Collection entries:
- Opening Delimiter -

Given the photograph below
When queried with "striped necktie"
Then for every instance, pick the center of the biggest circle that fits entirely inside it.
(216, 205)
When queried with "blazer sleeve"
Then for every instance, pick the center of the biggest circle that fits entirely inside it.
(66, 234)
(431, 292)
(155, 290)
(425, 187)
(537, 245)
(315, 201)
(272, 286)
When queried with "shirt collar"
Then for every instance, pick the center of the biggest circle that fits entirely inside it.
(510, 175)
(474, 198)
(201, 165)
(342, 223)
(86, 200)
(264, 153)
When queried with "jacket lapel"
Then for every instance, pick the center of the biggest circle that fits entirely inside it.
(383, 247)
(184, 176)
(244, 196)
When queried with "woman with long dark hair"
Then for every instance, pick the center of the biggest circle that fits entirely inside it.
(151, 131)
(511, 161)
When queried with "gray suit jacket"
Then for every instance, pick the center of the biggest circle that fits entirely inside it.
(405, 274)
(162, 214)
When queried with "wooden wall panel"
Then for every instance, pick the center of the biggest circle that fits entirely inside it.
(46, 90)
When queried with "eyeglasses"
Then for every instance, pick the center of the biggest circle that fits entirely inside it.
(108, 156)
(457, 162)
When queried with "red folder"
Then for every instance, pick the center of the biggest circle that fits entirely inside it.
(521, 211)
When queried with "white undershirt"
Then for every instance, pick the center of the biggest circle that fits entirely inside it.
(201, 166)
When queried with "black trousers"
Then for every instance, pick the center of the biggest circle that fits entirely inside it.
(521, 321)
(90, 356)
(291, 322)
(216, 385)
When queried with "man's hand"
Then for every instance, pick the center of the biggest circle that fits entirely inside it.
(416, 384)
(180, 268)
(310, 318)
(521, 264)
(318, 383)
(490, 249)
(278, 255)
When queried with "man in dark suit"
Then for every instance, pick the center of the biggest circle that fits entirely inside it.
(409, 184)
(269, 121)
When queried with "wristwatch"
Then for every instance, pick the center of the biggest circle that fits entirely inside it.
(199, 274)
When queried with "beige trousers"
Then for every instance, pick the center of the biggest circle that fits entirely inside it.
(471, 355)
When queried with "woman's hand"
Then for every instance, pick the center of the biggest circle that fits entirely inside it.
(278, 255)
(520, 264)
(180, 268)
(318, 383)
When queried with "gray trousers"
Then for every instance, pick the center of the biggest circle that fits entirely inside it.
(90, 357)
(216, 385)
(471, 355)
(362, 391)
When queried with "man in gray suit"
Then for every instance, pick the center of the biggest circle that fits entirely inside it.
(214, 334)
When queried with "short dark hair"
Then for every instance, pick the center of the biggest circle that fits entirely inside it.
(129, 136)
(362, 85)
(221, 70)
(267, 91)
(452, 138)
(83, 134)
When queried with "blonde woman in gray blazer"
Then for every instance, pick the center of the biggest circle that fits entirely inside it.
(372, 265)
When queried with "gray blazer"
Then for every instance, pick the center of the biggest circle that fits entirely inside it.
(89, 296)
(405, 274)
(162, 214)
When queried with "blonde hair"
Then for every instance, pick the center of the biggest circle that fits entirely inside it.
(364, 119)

- Closing Delimiter -

| Aim of the exercise |
Every line above in which the word "blazer" occurs needs to be copied.

| Output |
When queried with "blazer sleeve"
When queried with "blonde woman in gray blazer"
When queried with "gray blazer"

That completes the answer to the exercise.